:: Data shown ::
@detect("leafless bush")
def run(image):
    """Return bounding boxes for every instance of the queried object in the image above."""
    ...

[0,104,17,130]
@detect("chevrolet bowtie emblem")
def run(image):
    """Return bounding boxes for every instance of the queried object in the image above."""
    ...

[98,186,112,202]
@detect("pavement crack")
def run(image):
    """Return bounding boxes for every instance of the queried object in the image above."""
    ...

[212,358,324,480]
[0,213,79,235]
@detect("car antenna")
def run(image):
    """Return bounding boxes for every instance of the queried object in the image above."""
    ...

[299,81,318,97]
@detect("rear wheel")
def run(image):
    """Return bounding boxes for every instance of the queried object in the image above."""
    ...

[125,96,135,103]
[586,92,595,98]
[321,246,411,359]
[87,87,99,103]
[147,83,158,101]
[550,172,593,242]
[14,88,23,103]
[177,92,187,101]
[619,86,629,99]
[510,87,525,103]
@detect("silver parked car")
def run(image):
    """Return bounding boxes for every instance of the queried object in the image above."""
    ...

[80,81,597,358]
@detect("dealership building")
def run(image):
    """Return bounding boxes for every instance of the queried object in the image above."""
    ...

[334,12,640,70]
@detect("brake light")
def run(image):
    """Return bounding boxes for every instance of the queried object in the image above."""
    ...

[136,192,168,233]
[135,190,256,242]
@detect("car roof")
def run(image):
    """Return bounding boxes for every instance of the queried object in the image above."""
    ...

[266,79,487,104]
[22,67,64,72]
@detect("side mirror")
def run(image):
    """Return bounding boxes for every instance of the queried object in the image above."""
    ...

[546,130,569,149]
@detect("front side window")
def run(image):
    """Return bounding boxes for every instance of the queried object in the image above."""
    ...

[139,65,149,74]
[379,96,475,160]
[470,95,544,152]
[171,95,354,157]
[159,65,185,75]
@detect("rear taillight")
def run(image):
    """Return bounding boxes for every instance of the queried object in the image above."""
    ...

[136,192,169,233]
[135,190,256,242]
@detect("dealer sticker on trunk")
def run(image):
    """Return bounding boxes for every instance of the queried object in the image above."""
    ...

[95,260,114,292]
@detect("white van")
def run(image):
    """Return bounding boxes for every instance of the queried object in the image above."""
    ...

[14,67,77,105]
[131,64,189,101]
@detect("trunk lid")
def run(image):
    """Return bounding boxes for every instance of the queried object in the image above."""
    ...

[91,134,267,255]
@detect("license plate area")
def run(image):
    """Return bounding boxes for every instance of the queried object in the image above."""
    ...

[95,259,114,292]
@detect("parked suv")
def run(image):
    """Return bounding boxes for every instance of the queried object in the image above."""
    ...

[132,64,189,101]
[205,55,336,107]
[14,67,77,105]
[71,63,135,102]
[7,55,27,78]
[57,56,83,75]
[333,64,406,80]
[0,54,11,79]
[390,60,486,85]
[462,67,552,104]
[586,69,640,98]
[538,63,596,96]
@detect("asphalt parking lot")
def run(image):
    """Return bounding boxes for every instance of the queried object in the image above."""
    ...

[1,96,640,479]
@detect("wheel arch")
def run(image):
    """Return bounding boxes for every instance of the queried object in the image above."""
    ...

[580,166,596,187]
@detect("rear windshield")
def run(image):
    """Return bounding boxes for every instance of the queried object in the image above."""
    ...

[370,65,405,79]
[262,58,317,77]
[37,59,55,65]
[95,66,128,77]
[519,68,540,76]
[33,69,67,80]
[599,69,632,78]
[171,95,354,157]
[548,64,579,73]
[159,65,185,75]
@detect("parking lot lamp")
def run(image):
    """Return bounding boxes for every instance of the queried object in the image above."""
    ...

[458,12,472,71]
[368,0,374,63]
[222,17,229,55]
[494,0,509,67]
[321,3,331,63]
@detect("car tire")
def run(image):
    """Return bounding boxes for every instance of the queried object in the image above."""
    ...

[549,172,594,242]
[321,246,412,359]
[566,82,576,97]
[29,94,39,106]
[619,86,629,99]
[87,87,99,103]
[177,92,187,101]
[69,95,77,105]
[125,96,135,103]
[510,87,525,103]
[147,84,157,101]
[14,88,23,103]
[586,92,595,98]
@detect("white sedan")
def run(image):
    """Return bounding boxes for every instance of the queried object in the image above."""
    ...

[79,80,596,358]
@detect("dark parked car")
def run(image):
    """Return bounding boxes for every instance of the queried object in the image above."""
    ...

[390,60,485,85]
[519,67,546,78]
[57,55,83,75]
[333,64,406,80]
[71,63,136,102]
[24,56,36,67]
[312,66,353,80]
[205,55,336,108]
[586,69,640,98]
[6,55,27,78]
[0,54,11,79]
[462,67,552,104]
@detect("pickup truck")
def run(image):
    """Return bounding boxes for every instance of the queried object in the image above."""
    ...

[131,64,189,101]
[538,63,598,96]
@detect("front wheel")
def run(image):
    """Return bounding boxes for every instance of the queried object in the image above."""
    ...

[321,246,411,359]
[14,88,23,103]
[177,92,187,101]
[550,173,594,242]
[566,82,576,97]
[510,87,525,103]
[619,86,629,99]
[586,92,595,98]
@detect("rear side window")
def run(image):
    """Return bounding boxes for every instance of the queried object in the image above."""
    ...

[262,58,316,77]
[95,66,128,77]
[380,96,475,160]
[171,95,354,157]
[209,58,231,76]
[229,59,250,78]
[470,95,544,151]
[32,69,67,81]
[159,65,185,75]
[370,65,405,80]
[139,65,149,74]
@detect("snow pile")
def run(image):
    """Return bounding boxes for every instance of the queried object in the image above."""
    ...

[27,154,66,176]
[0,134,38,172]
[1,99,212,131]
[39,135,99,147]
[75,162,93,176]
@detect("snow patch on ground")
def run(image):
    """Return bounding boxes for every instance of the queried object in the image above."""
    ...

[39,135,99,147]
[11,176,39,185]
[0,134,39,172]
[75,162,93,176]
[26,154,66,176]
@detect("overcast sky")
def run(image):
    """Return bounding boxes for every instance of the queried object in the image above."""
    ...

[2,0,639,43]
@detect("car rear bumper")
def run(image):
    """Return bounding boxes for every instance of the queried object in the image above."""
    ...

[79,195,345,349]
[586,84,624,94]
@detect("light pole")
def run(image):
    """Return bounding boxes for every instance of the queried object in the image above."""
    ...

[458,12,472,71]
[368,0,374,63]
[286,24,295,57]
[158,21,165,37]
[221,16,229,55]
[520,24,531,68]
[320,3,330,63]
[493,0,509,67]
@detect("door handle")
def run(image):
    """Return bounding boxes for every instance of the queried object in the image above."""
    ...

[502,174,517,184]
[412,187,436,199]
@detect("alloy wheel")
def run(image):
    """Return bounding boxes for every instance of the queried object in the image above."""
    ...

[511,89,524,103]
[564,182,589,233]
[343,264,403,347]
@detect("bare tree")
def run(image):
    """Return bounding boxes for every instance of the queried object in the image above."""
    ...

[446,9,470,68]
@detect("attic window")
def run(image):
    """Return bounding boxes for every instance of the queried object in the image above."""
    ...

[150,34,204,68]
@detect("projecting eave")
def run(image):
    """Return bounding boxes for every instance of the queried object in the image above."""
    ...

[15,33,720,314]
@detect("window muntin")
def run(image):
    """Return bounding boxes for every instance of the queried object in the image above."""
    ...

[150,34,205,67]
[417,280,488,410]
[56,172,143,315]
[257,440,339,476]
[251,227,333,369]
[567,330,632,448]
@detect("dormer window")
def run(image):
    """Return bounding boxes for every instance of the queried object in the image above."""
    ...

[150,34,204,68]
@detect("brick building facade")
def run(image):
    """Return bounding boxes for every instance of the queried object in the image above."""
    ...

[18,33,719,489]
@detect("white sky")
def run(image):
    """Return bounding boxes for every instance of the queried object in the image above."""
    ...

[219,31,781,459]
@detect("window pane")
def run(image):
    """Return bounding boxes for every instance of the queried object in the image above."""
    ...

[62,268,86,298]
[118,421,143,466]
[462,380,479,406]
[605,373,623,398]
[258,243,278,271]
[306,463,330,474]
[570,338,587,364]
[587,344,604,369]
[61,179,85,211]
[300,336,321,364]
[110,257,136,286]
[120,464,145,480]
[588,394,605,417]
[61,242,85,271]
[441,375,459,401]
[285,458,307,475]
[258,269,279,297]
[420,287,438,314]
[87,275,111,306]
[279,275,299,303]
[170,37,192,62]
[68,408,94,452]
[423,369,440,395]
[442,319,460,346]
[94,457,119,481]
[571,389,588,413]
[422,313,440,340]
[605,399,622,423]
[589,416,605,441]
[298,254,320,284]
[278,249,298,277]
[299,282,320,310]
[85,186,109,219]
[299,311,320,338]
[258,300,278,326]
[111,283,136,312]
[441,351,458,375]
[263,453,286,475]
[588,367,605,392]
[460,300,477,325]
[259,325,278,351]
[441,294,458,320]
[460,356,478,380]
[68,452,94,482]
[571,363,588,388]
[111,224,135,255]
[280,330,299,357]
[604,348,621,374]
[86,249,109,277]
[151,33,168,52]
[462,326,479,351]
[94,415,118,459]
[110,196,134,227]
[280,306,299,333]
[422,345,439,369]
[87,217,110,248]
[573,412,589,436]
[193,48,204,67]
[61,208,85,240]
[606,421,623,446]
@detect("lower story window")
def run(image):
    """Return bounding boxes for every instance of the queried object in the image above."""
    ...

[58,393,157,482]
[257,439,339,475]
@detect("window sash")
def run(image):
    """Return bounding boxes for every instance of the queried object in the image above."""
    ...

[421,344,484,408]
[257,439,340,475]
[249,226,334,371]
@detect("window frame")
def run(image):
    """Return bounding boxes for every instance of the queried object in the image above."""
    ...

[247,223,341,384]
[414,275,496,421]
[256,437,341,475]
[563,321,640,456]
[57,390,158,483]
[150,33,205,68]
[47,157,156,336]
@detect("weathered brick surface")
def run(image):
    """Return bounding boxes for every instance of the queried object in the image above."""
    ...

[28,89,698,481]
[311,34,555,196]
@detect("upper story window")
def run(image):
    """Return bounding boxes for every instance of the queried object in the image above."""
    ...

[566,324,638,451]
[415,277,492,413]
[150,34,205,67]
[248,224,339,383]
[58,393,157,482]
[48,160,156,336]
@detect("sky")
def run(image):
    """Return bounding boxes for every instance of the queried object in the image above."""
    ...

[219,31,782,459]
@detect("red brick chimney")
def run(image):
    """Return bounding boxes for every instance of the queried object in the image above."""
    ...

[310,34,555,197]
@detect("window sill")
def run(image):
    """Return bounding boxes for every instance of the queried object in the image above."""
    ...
:::
**Exercise goal**
Every line in the data above that contains "wheel" needs to be copied.

**The answer**
@detect("rear wheel")
@detect("wheel arch")
@detect("front wheel")
@detect("alloy wheel")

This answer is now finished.